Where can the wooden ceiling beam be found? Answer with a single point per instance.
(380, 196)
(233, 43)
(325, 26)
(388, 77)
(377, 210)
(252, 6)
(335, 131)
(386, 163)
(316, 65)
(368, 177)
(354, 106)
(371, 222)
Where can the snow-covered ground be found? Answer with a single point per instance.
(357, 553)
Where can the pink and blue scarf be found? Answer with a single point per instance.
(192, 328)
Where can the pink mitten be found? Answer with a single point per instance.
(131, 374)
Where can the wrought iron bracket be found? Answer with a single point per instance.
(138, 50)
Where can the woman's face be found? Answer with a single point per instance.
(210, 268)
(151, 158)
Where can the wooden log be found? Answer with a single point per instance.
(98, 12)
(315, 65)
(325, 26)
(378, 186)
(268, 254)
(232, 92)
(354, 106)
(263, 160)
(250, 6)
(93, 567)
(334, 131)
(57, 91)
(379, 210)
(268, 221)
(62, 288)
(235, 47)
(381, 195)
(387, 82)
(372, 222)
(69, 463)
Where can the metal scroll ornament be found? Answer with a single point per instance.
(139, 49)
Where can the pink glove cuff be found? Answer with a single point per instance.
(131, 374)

What the task requires
Rewrite all of the records above, replacing "single point" with "one point" wherever it appears and leaving everything else the same.

Task solution
Where can the wooden ceiling beam be found? Answer with a one point per instance.
(380, 196)
(233, 43)
(325, 26)
(388, 77)
(377, 210)
(252, 6)
(335, 131)
(386, 163)
(316, 65)
(368, 177)
(354, 106)
(371, 222)
Where can the snow-covered ground be found? Answer with a one point per instance.
(357, 553)
Where can the pink and blue scarf be found? Answer with a one point per instance.
(192, 328)
Where can the pink mitten be found? Answer with a one point per instance.
(131, 374)
Where can the wrought iron bracket be found? Answer with a one point per instance.
(138, 50)
Where can the woman's face be found? Answer with a one point per instance.
(210, 268)
(151, 158)
Where can the wooden log be found? Answer with a one point per instance.
(98, 12)
(315, 65)
(325, 26)
(378, 186)
(268, 254)
(232, 92)
(354, 106)
(263, 160)
(250, 6)
(93, 567)
(334, 131)
(57, 91)
(379, 210)
(268, 221)
(62, 288)
(235, 47)
(381, 195)
(387, 82)
(372, 222)
(69, 463)
Where can the metal scroll ornament be found? Answer with a one point per instance.
(139, 49)
Where can the pink glove cuff be found? Answer with a one point per instance.
(131, 374)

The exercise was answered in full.